Study questions ->
[1] From the Oak Park board text below, set down word for word the part that opens with the words containing "Readling: Many Oak" and closes with "the entire board.".
[2] Answer these from the Oak Park board text below:
(a) According to Readling, what should be the last resort in responding to citizens' incident calls?
(b) Under what form of government does Scaman say the board must direct policy?
(c) Who does Readling say is responsible for setting the tone of board meetings?
[3] In the Oak Park board text below, why does Readling believe the village must remain open to reorganizing the municipal budget, including the police budget? Answer in one to three sentences.

Source text START

Readling: We know what makes people safe. It’s good jobs, good healthcare, good education, affordable housing and accessible community services. The problem is we’re funding policing and incarceration to the detriment of those things. As president, I will help create a truly independent and diverse citizen police oversight commission vested with real oversight authority, including subpoena powers. Since policing is such a significant portion of the budget and police are currently expected to address issues far beyond their prescribed job, I believe we must remain open to all possibilities for reorganizing our municipal budget, including the police budget. The village board can lead a reform of policing practices, starting with coordinated use of services with the township and collaborating actively with our school districts. We can reduce our dependence on policing, which should be the last resort in responding to citizens’ incident calls.
Scaman: I believe we have an obligation to listen to members of our community who do not feel safe and recognize the need and benefit of responding to a national review of policing. Reacting to national civic unrest defensively only contributes to the mistrust that exists across our nation. No community is immune to our nation’s failures. Had we demonstrated a willingness to listen without defensiveness, we could have been a leader on this topic. I will lead open and transparent conversations so that our community can go on this journey together and work to build trust and ensure that more of our community feels safe and cared for. The call to be a civil servant is to make decisions consistently that are grounded firmly in putting the community’s needs above your own. The greater good must be the motivation. I will listen for understanding and use my knowledge of our government and need for improved data collection to advance policy reform that is responsive and fair. Together, we can realize a vision for Oak Park that lives up to our values.
Recent village board meetings have been somewhat contentious. What can you do to improve collaboration between trustees and differing sides of the village?
Scaman: The current board is not operating with shared goals, nor a clear understanding of how to direct policy under a village manager form of government. I will ensure we each understand and respect the unique roles of the village president, trustees and staff. I do believe each person on the current board cares for Oak Park. Some on the board are lacking the ability to build consensus, some wish they didn’t need to waste time building consensus, and still, more remain too defensive to listen to a differing view for any level of learning. I am able to listen for what is being said and not be distracted by how it is said. I’ll facilitate discussions to provide clear direction to the village manager and eliminate unproductive dialogue which distracts from progress.
Readling: Many Oak Parkers have been appalled by the toxicity and dysfunctionality that have characterized board meetings in recent years. The board president is responsible not only for running the meetings, but also for setting their tone. The board can only function when its members are committed to constructive, collaborative and respectful communication. We must abandon weaponized democracy, which has been used to silence. We need a more welcoming and effective invitation for anyone and everyone with agency or interest to take part in our village’s decision-making process. I want to involve public participation, which must be a priority of the entire board.

Source text END
Dataset content START

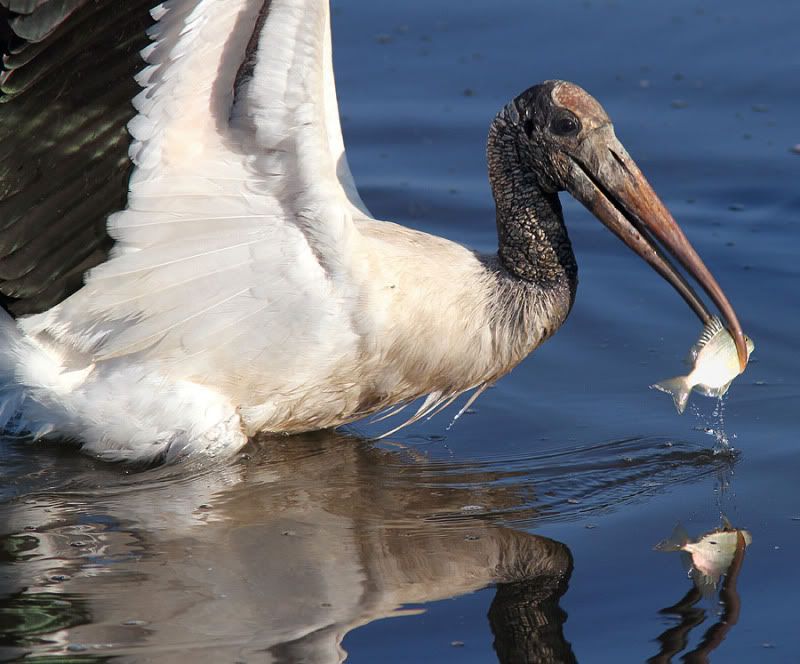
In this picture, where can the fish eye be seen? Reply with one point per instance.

Dataset content END

Results of the tasks ->
[1]
Readling: Many Oak Parkers have been appalled by the toxicity and dysfunctionality that have characterized board meetings in recent years. The board president is responsible not only for running the meetings, but also for setting their tone. The board can only function when its members are committed to constructive, collaborative and respectful communication. We must abandon weaponized democracy, which has been used to silence. We need a more welcoming and effective invitation for anyone and everyone with agency or interest to take part in our village’s decision-making process. I want to involve public participation, which must be a priority of the entire board.

[2]
(a) Policing.
(b) A village manager form of government.
(c) The board president.

[3] Policing is a significant portion of the budget. Police are also currently expected to address issues far beyond their prescribed job.